▶ _指示 1_:
MUXによる負荷分散の本文のうち、「図4に関連して上述したように」を含む語句で始まり「1.VIP:DIPマップをドライバにダウンロードする。」で終わる部分を、「スケーラブル負荷分散マネージャ」を「負荷分散管理部」に置き換えて書き出してください。
▶ _指示 2_:
MUXによる負荷分散の本文を、最後の文の次から書き継いでください。

▶ _本文_:
-------

図4に関連して上述したように、ルーター404(1)などのルーターは、VIPに宛てられたパケットを一連のIIPに向けて転送するように構成されてもよい。所与のIIPを有して構成されたMUXは、そのIIPに向けて転送されたパケットに対するMUX処理を行う。
【0040】
MUXコントローラ614はMUXドライバ618を制御することができる。MUXコントローラは、スケーラブル負荷分散マネージャ602によって使用されるウェブサービスAPIをエクスポートして、MUXを制御することができる。ある実施形態では、MUXコントローラは次の機能を行うことができる。
【0041】
1.VIP:DIPマップをドライバにダウンロードする。
2.長期にわたる接続をドライバに通知する。
3.ドライバから統計を収集する。
4.ネットワークインターフェース上でIIPを構成する。
5.指定されたIIPに対してネットワーク上でG−ARPパケットを送出して、ネットワーク上のルーター又は他のホストによってIIPに向けて転送されたあらゆるパケットをMUXに集める。
【0042】
MUXドライバ618は、基本のパケット
を修正
する機能を実装することができる。MUXドライバは、着信パケットのヘッダー部をハッシュし、それに対してハッシュ値及び現在のVIPマップに基づいてDIPを選び、配信のためにパケットをカプセル化することができる。マップに加えて、MUXドライバ618は、すべてのVIPに対してすべての長期にわたる接続のハッシュ:DIPマッピングのキャッシュを維持することもできる。

-------

▶ _資料_:
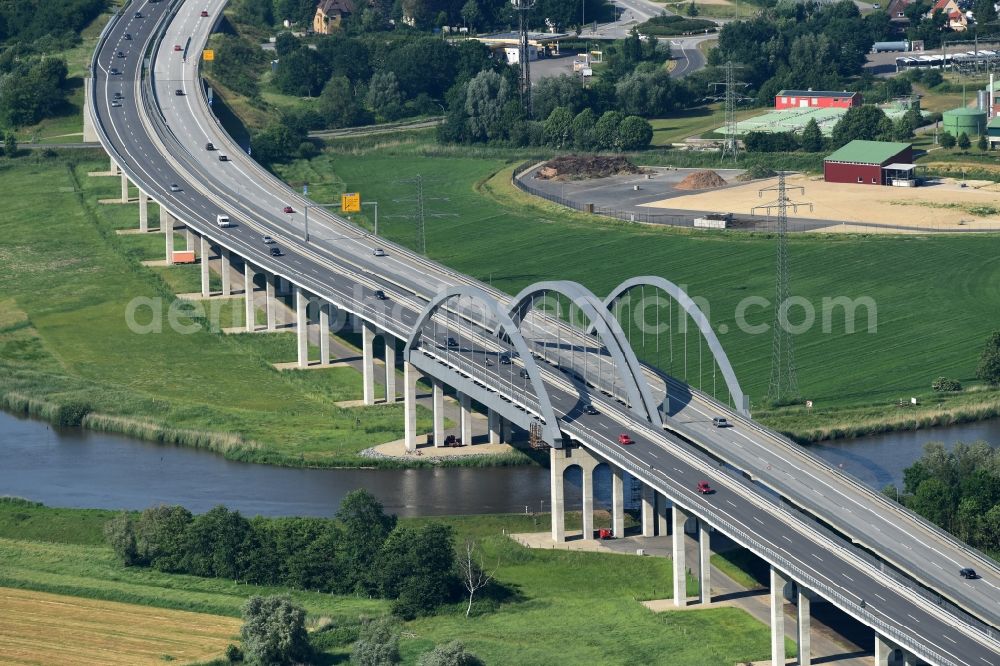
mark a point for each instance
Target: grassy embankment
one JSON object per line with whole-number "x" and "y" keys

-------

▶ _模範解答 1_:
図4に関連して上述したように、ルーター404(1)などのルーターは、VIPに宛てられたパケットを一連のIIPに向けて転送するように構成されてもよい。所与のIIPを有して構成されたMUXは、そのIIPに向けて転送されたパケットに対するMUX処理を行う。
【0040】
MUXコントローラ614はMUXドライバ618を制御することができる。MUXコントローラは、負荷分散管理部602によって使用されるウェブサービスAPIをエクスポートして、MUXを制御することができる。ある実施形態では、MUXコントローラは次の機能を行うことができる。
【0041】
1.VIP:DIPマップをドライバにダウンロードする。

▶ _模範解答 2_:
【0043】
DIPコントローラ622は、DIPマシン上のカプセル化解除ドライバ626を制御することができる。MUXコントローラ614と同様に、DIPコントローラ622は、スケーラブル負荷分散マネージャ602によって使用されるウェブサービスAPIをエクスポートして、DIPマシンを制御し問い合わせることができる。ある実施形態では、DIPコントローラ622は次の機能を行うことができる。
【0044】
1.ループバックインターフェース上でVIPを構成する。
2.指定されたVIPに対してカプセル化解除を構成する。
3.現在活動中の接続についてDIPマシンに問い合わせる。
4.DIPマシンの健全性を問い合わせる(これは、ヘルスモニタの実装に応じて任意である)。
【0045】
カプセル化解除ドライバ626は、指定されたVIPに宛てられたIP−in−IPパケットのカプセル化を解除することができる。この特徴は、特定のアプリケーションとの間で進行中の通信の切断を回避する助けとなる。例えば、生のソケットを使用してIP−in−IPを送っているアプリケーションがある場合(例えば、仮想プライベートネットワークVPNアプリケーション)、カプセル化解除ドライバ626はそれらのカプセル化を解除しない。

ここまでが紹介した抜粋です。